• TASK A
Please retype the text about Cocke's career word for word, starting at "That’s when a" and ending at "New Technologies Inc.".
• TASK B
In the text about Cocke's career, what degree did Cocke earn at the University of Virginia?
• TASK C
Carry on the text about Cocke's career from its last sentence.

During that time, Cocke earned a Master of Business Administration degree from the Darden Graduate School of Business Administration at the University of Virginia. While acknowledging the exciting nature of the world of high finance, he didn’t really see himself as a master of the universe: “I just felt like I was pushing mounds of paper from one direction to the other. By 1991, during the first Bush administration, came the recession, and the lending business became moribund. Not many leveraged buyouts were happening because of the recession.”
That’s when a friend told him about the exciting strides being made by San Antonio-based KCI, a hugely successful medical devices maker that was itself recently taken over by a European counterpart. From 1991 to 1993, Cocke worked as corporate development director at Kinetic Concepts Inc. before three years serving as senior director, finance and operations, at KCI New Technologies Inc.
Career-wise, the KCI experience was transformative: “I was moved into the role of CFO for one of their divisions they no longer have, and that got me into the manufacturing segment hands-on.”

• STORED DATA
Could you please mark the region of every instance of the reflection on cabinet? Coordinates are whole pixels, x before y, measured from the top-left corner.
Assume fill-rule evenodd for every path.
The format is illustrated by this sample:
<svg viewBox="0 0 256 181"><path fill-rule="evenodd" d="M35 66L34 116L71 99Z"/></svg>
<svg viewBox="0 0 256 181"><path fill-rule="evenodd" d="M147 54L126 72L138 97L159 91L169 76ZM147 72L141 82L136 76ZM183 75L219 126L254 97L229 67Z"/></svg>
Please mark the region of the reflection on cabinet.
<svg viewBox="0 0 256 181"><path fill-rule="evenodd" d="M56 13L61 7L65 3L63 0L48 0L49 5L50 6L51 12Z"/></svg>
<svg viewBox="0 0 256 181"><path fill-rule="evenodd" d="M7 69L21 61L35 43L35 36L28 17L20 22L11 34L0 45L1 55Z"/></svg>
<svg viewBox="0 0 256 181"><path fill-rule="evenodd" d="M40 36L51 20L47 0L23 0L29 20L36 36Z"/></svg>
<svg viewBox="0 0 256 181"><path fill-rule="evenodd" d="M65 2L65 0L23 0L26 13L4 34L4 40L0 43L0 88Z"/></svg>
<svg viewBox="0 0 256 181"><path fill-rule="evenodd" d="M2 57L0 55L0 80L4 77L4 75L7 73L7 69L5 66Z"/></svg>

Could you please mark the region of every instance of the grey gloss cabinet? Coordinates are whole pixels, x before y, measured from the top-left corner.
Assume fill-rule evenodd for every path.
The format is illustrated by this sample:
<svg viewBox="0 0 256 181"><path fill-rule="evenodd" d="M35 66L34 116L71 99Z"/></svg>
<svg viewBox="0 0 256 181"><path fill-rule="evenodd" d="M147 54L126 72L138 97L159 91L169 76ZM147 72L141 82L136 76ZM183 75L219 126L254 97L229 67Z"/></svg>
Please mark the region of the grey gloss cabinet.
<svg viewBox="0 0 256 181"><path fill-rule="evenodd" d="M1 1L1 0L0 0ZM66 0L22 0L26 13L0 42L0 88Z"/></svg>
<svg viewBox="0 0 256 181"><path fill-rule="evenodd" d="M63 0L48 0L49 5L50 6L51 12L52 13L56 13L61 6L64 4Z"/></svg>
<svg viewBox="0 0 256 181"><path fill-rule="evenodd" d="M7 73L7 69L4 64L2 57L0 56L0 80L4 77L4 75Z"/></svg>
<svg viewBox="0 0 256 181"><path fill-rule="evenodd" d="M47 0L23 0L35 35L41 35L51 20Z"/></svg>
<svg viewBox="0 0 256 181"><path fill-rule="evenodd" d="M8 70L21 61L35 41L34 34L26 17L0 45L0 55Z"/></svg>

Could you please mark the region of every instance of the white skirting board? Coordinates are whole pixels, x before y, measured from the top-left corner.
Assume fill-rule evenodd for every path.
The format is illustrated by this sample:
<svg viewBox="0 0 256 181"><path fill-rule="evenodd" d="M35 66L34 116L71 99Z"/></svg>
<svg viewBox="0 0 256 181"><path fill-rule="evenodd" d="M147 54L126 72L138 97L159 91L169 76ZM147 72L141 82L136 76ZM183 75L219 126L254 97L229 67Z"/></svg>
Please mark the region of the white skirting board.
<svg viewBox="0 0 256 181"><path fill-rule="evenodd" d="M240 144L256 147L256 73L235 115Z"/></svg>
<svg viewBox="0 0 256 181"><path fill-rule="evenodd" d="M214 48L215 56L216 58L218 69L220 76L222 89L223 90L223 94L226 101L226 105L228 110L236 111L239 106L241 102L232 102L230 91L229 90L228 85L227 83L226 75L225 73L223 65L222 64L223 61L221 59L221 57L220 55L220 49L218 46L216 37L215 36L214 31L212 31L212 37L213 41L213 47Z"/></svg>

• EXERCISE RESULT A
That’s when a friend told him about the exciting strides being made by San Antonio-based KCI, a hugely successful medical devices maker that was itself recently taken over by a European counterpart. From 1991 to 1993, Cocke worked as corporate development director at Kinetic Concepts Inc. before three years serving as senior director, finance and operations, at KCI New Technologies Inc.

• EXERCISE RESULT B
A Master of Business Administration degree.

• EXERCISE RESULT C
Following a short CFO stint at medical device maker Talon Medical, Ltd., Cocke launched NuPak. Located at 11849 Starcrest, east of the Blossom Athletic Center, the company quietly churns out its products from an 8,000-square-foot factory. Since it works for OEMs (original equipment manufacturers), the public at large doesn’t see developed products emblazoned with the NuPak name but rather with the names of the device makers. But the firm’s work ethic has created positive word-of-mouth, contributing to continual growth each year since company inception.
“We’re not a huge company — about 20 employees, in the low seven figures,” he says modestly. “Exciting new things for us are driven by exciting new things for our customers.” In his successful second act in the corporate world, Cocke is attuned to global market forces that have eroded America’s once-bustling manufacturing base. Given such challenges, he says he likes to think NuPak is doing its bit to extend the vaunted “Made in America” mantra. He points to countries like Mexico and China — main threats to manufacturing firms like his — that exploit their abundance of cheap labor to the detriment of U.S. manufacturers.
“We’ve seen a lot of outsourcing to Mexico and China,” he says. “One could buy an injection mold in China for $10,000 — a lot of injection molding is done in China — that would cost $80,000 in the United States, so it’s a no-brainer for some people. But what they don’t tell you is that it could take two years to make an injection mold with so many moving parts in China, where the industry is nascent. In that two-year period, you could lose a two-year revenue cycle and see the market for a product disappear. We can’t compete on wages, but we can compete and win in terms of attention, turnaround time and lead time.”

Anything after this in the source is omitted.